## What to work on
Reproduce all of the lines below, leaving each request unchanged, and offset every x and y coordinate in the point answers by -130.

## Extracted material

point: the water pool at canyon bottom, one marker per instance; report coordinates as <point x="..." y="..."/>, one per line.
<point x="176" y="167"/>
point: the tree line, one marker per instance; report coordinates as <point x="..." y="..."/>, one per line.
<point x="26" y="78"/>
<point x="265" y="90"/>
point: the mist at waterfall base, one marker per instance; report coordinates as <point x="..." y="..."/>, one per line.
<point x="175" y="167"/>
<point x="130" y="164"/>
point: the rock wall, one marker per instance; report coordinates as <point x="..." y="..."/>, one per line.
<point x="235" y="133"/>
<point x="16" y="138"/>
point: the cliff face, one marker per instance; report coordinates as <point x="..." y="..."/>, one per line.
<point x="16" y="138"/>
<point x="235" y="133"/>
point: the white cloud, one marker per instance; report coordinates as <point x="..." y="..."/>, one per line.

## Answer for this exercise
point: the water pool at canyon bottom, one marker per instance; report coordinates as <point x="..." y="..."/>, one per line.
<point x="46" y="37"/>
point: the tree line, one marker per instance; report coordinates as <point x="..." y="..."/>, one per line.
<point x="-104" y="-52"/>
<point x="135" y="-40"/>
point: the mist at waterfall base, one marker per instance; report coordinates as <point x="..." y="..."/>, one per line.
<point x="45" y="37"/>
<point x="0" y="34"/>
point: the rock wall, one marker per instance; report coordinates as <point x="..." y="..."/>, one per line.
<point x="105" y="3"/>
<point x="-114" y="8"/>
point: the cliff face, one marker per instance; report coordinates as <point x="..." y="..."/>, one per line.
<point x="-114" y="8"/>
<point x="105" y="3"/>
point: the white cloud, one marker per instance; report coordinates as <point x="..." y="..."/>, one per line.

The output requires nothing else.